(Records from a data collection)
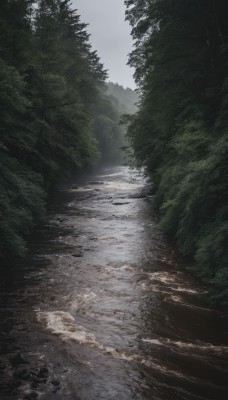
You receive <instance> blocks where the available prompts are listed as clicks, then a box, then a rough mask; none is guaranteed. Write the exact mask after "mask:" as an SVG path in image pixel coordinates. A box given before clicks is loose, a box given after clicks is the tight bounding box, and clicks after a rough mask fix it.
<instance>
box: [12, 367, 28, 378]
mask: <svg viewBox="0 0 228 400" xmlns="http://www.w3.org/2000/svg"><path fill="white" fill-rule="evenodd" d="M13 375H14V376H15V377H16V378H19V379H23V380H28V379H30V377H31V376H30V373H29V371H28V369H27V368H17V369H16V370H15V371H14V374H13Z"/></svg>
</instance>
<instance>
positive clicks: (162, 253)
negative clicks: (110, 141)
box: [0, 167, 228, 400]
mask: <svg viewBox="0 0 228 400" xmlns="http://www.w3.org/2000/svg"><path fill="white" fill-rule="evenodd" d="M77 185H78V186H76V184H73V185H72V186H71V187H70V188H66V189H64V190H63V191H62V192H60V193H59V194H58V196H57V197H56V199H55V202H54V204H53V206H52V210H51V211H50V213H49V215H48V220H47V223H46V225H43V226H40V227H39V230H38V232H37V234H36V236H35V237H33V238H32V239H31V245H30V255H29V256H28V257H27V259H26V261H25V262H24V263H23V265H20V267H18V268H17V270H16V271H15V268H12V270H11V269H8V273H7V274H6V273H5V272H4V279H2V281H1V298H0V300H1V306H0V317H1V322H0V335H1V342H0V343H1V347H2V351H1V357H0V371H1V383H0V399H1V400H3V399H4V400H9V399H21V400H22V399H28V400H29V399H30V400H31V399H37V398H39V399H43V400H51V399H57V400H60V399H61V400H80V399H81V400H102V399H104V400H114V399H119V400H133V399H134V400H178V399H181V400H183V399H184V400H203V399H204V400H205V399H208V400H209V399H216V400H223V399H224V400H225V399H227V398H228V368H227V367H228V315H227V314H226V313H225V312H219V311H216V310H213V309H210V308H209V307H208V306H207V305H206V304H205V303H204V302H203V301H202V299H201V297H202V294H203V293H204V292H205V290H206V289H205V288H203V287H202V286H200V285H199V284H197V283H196V282H195V281H194V280H193V278H191V277H190V275H189V274H188V273H187V272H185V270H184V267H183V265H182V262H181V261H180V260H178V257H177V256H176V255H175V253H174V251H173V250H172V248H171V247H170V246H169V245H168V244H167V242H166V240H165V239H164V237H163V235H162V234H161V233H160V232H159V231H158V229H157V228H156V224H157V220H156V215H155V213H154V212H153V208H152V206H151V203H152V196H151V195H150V194H149V185H148V184H147V182H146V181H145V180H144V179H143V177H142V176H141V175H140V174H138V173H136V172H132V171H129V170H128V169H127V168H125V167H116V168H112V169H104V170H102V172H101V173H100V174H94V175H93V176H90V177H87V178H86V179H84V182H81V183H80V185H79V184H77Z"/></svg>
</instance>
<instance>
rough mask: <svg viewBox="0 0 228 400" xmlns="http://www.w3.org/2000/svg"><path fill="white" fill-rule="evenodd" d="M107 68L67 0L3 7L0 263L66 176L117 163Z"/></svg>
mask: <svg viewBox="0 0 228 400" xmlns="http://www.w3.org/2000/svg"><path fill="white" fill-rule="evenodd" d="M106 79H107V71H106V70H105V69H104V66H103V65H102V63H101V61H100V59H99V56H98V54H97V52H96V51H94V50H93V49H92V48H91V45H90V43H89V35H88V33H87V31H86V24H85V23H83V22H82V21H81V18H80V16H79V14H78V12H77V10H73V9H72V7H71V2H70V1H69V0H38V1H35V0H11V1H8V0H2V1H1V3H0V171H1V173H0V259H4V260H6V259H9V258H10V257H12V256H23V255H24V254H25V250H26V237H27V236H28V234H29V232H30V231H31V229H32V228H33V226H34V223H36V222H37V221H38V220H39V219H40V218H41V216H42V215H43V213H44V210H45V204H46V198H47V193H48V191H49V190H50V188H52V187H53V185H55V184H56V182H58V181H59V179H60V178H62V177H63V176H65V177H67V176H69V174H70V173H72V172H75V171H78V170H79V169H81V168H84V167H86V166H89V165H94V164H96V163H99V162H106V161H107V160H108V161H109V162H113V163H115V162H120V160H121V158H122V155H121V146H122V144H123V135H124V129H123V127H121V126H120V125H119V119H120V109H119V106H118V104H117V103H118V100H116V99H115V98H114V97H113V96H110V95H109V94H108V93H107V87H106V83H105V81H106Z"/></svg>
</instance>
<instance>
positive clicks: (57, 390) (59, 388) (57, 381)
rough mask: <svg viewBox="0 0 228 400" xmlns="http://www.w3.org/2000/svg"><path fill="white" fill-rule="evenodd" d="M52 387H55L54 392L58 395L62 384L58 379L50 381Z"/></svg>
mask: <svg viewBox="0 0 228 400" xmlns="http://www.w3.org/2000/svg"><path fill="white" fill-rule="evenodd" d="M50 383H51V385H52V386H53V392H54V393H56V392H57V391H58V390H60V382H59V381H58V380H56V379H53V380H52V381H50Z"/></svg>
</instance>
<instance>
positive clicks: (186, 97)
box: [125, 0, 228, 303]
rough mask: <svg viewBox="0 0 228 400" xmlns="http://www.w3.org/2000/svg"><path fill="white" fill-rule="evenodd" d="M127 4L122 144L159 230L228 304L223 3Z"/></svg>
mask: <svg viewBox="0 0 228 400" xmlns="http://www.w3.org/2000/svg"><path fill="white" fill-rule="evenodd" d="M125 4H126V5H127V13H126V15H127V19H128V20H129V21H130V23H131V25H132V35H133V38H134V39H135V49H134V50H133V52H132V54H131V55H130V59H129V64H130V65H131V66H133V67H135V69H136V72H135V78H136V80H137V82H138V84H139V85H140V89H141V98H140V104H139V110H138V112H137V113H136V114H135V115H134V116H132V117H130V116H129V117H128V118H127V119H126V121H125V122H126V123H127V125H128V133H127V137H128V140H129V143H130V145H131V146H132V147H133V149H134V154H135V157H136V160H137V163H138V164H139V165H144V166H146V167H147V169H148V172H149V174H150V175H152V177H153V180H154V183H155V187H156V202H157V205H158V207H159V209H160V213H161V221H160V227H161V228H162V229H164V230H165V231H166V232H167V233H168V234H169V235H170V236H172V237H175V238H176V240H177V243H178V246H179V249H180V251H181V253H182V254H184V255H185V256H187V257H188V258H190V259H191V260H192V267H191V268H192V269H193V270H194V271H195V272H196V273H197V274H198V275H199V276H200V277H201V278H202V279H203V280H204V281H205V282H207V283H209V284H211V285H212V286H214V287H215V288H217V289H215V292H214V295H213V299H214V300H219V301H222V302H224V303H225V302H228V290H227V287H228V281H227V276H228V272H227V271H228V252H227V243H228V231H227V226H228V225H227V220H228V206H227V198H228V197H227V196H228V169H227V160H228V152H227V127H228V118H227V104H228V100H227V99H228V98H227V88H228V85H227V66H228V55H227V48H228V43H227V38H228V28H227V24H226V18H225V15H226V14H227V11H228V4H227V2H226V1H225V0H221V1H220V2H217V3H215V2H213V1H208V2H202V1H201V0H168V1H167V0H154V1H152V2H148V1H146V0H126V1H125ZM216 290H217V292H216ZM220 290H221V293H220V294H218V291H220Z"/></svg>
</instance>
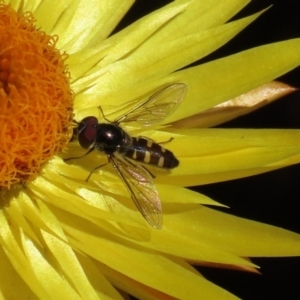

[TO DO]: An exact copy of the records above is required, leaving out the pictures.

[ANSWER TO THIS TASK]:
You receive <instance> blocks where the available prompts are listed as clicks, then a box, then a rough mask; none is guaranteed. Write the exact mask after "mask:" as an SVG path in image pixel coordinates. A box given before clicks is loose, a box given after clicks is the tight bounding box, and clicks after a rough mask fix it.
<instance>
box: [12, 367, 28, 378]
mask: <svg viewBox="0 0 228 400" xmlns="http://www.w3.org/2000/svg"><path fill="white" fill-rule="evenodd" d="M13 375H14V376H15V377H16V378H19V379H23V380H28V379H30V377H31V376H30V373H29V371H28V369H27V368H17V369H16V370H15V371H14V374H13Z"/></svg>
</instance>
<instance>
positive clicks: (162, 253)
negative clicks: (110, 141)
box: [0, 167, 228, 400]
mask: <svg viewBox="0 0 228 400" xmlns="http://www.w3.org/2000/svg"><path fill="white" fill-rule="evenodd" d="M77 185H78V186H76V184H73V185H72V186H71V187H70V188H66V189H64V190H63V191H62V192H60V193H59V194H58V196H57V197H56V199H55V202H54V204H53V206H52V210H51V211H50V213H49V215H48V220H47V223H46V225H43V226H40V227H39V230H38V232H37V234H36V236H35V237H33V238H32V239H31V245H30V255H29V256H28V257H27V259H26V261H25V262H24V263H23V265H20V267H18V268H17V270H16V271H15V268H12V270H11V269H8V273H7V274H6V273H5V272H4V279H2V281H1V298H0V300H1V306H0V317H1V322H0V335H1V342H0V343H1V347H2V351H1V357H0V371H1V383H0V399H1V400H3V399H4V400H9V399H21V400H22V399H28V400H29V399H30V400H31V399H37V398H39V399H43V400H51V399H57V400H60V399H61V400H80V399H81V400H102V399H104V400H114V399H119V400H133V399H134V400H178V399H181V400H183V399H184V400H203V399H204V400H205V399H208V400H209V399H216V400H223V399H224V400H225V399H227V398H228V368H227V367H228V315H227V314H226V313H225V312H219V311H216V310H213V309H210V308H209V307H208V306H207V305H206V304H205V303H204V302H203V301H202V299H201V297H202V294H203V293H204V292H205V290H206V289H205V288H203V287H202V286H200V285H199V284H197V283H196V282H195V281H194V280H193V278H191V277H190V275H189V274H188V273H187V272H185V270H184V267H183V265H182V262H181V261H180V260H178V257H177V256H176V255H175V253H174V251H173V250H172V248H171V247H170V246H169V245H168V244H167V242H166V240H165V239H164V237H163V235H162V234H161V233H160V232H159V231H158V229H157V228H156V224H157V220H156V215H155V213H154V212H153V208H152V206H151V203H152V196H151V195H150V194H149V185H148V184H147V182H146V181H145V180H144V179H143V177H142V176H141V175H140V174H138V173H136V172H132V171H129V170H128V169H127V168H125V167H116V168H112V169H104V170H102V172H101V173H100V174H94V175H93V176H90V177H87V178H86V179H84V182H81V183H80V185H79V184H77Z"/></svg>
</instance>
<instance>
rough mask: <svg viewBox="0 0 228 400" xmlns="http://www.w3.org/2000/svg"><path fill="white" fill-rule="evenodd" d="M107 68L67 0L3 7L0 263L66 176L117 163Z"/></svg>
mask: <svg viewBox="0 0 228 400" xmlns="http://www.w3.org/2000/svg"><path fill="white" fill-rule="evenodd" d="M106 79H107V71H106V70H105V69H104V66H103V65H102V63H101V61H100V59H99V56H98V54H97V52H96V51H94V50H93V49H92V48H91V45H90V43H89V35H88V33H87V31H86V24H85V23H83V22H82V21H81V18H80V16H79V14H78V12H77V10H73V9H72V7H71V2H70V1H69V0H38V1H35V0H11V1H8V0H2V1H1V3H0V171H1V173H0V259H4V260H6V259H9V258H10V257H12V256H23V255H24V254H25V250H26V237H27V236H28V234H29V232H30V231H31V229H32V228H33V226H34V223H36V222H37V221H38V220H39V219H40V218H41V216H42V215H43V213H44V210H45V204H46V198H47V193H48V191H49V190H50V188H52V187H53V185H55V184H56V182H58V181H59V179H60V178H62V177H63V176H65V177H67V176H69V174H70V173H72V172H75V171H78V170H79V169H81V168H84V167H86V166H89V165H94V164H96V163H99V162H106V161H107V160H108V161H109V162H113V163H115V162H120V160H121V158H122V155H121V146H122V144H123V135H124V129H123V127H121V126H120V125H119V119H120V109H119V106H118V104H117V103H118V100H116V99H115V98H114V97H113V96H110V95H109V94H108V93H107V87H106V83H105V81H106Z"/></svg>
</instance>
<instance>
positive clicks: (57, 390) (59, 388) (57, 381)
rough mask: <svg viewBox="0 0 228 400" xmlns="http://www.w3.org/2000/svg"><path fill="white" fill-rule="evenodd" d="M52 387H55L54 392L58 395L62 384L58 379L50 381Z"/></svg>
mask: <svg viewBox="0 0 228 400" xmlns="http://www.w3.org/2000/svg"><path fill="white" fill-rule="evenodd" d="M50 383H51V385H52V386H53V392H54V393H56V392H57V391H58V390H60V382H59V381H58V380H56V379H53V380H52V381H50Z"/></svg>
</instance>
<instance>
positive clicks: (186, 97)
box: [125, 0, 228, 303]
rough mask: <svg viewBox="0 0 228 400" xmlns="http://www.w3.org/2000/svg"><path fill="white" fill-rule="evenodd" d="M127 4L122 144L159 230L228 304L223 3Z"/></svg>
mask: <svg viewBox="0 0 228 400" xmlns="http://www.w3.org/2000/svg"><path fill="white" fill-rule="evenodd" d="M125 4H126V5H127V13H126V15H127V19H128V20H129V21H130V23H131V25H132V35H133V38H134V39H135V49H134V50H133V52H132V54H131V55H130V59H129V64H130V65H131V66H133V67H135V69H136V72H135V78H136V80H137V82H138V84H139V85H140V89H141V98H140V104H139V110H138V112H137V113H136V114H135V115H134V116H132V117H130V116H129V117H128V118H127V119H126V121H125V122H126V123H127V125H128V133H127V137H128V140H129V143H130V145H131V146H132V147H133V149H134V154H135V157H136V160H137V163H138V164H139V165H144V166H146V167H147V169H148V172H149V174H150V175H152V177H153V180H154V183H155V187H156V202H157V205H158V207H159V209H160V213H161V221H160V227H161V228H162V229H164V230H165V231H166V232H167V233H168V234H169V235H170V236H172V237H175V238H176V240H177V243H178V246H179V249H180V251H181V253H182V254H184V255H185V256H187V257H188V258H190V259H191V260H192V267H191V268H192V269H193V270H194V271H195V272H196V273H197V274H198V275H199V276H200V277H201V278H202V279H203V280H204V281H205V282H207V283H209V284H211V285H212V286H214V287H215V288H217V289H215V292H214V295H213V299H214V300H219V301H222V302H224V303H225V302H228V290H227V287H228V281H227V276H228V272H227V271H228V252H227V243H228V231H227V226H228V225H227V220H228V206H227V198H228V197H227V196H228V169H227V160H228V152H227V127H228V118H227V104H228V100H227V99H228V98H227V88H228V85H227V66H228V55H227V48H228V43H227V38H228V28H227V24H226V18H225V15H226V14H227V11H228V4H227V2H226V1H225V0H221V1H220V2H217V3H215V2H213V1H208V2H202V1H201V0H168V1H167V0H154V1H152V2H148V1H146V0H126V1H125ZM216 290H217V292H216ZM220 290H221V293H220V294H218V291H220Z"/></svg>
</instance>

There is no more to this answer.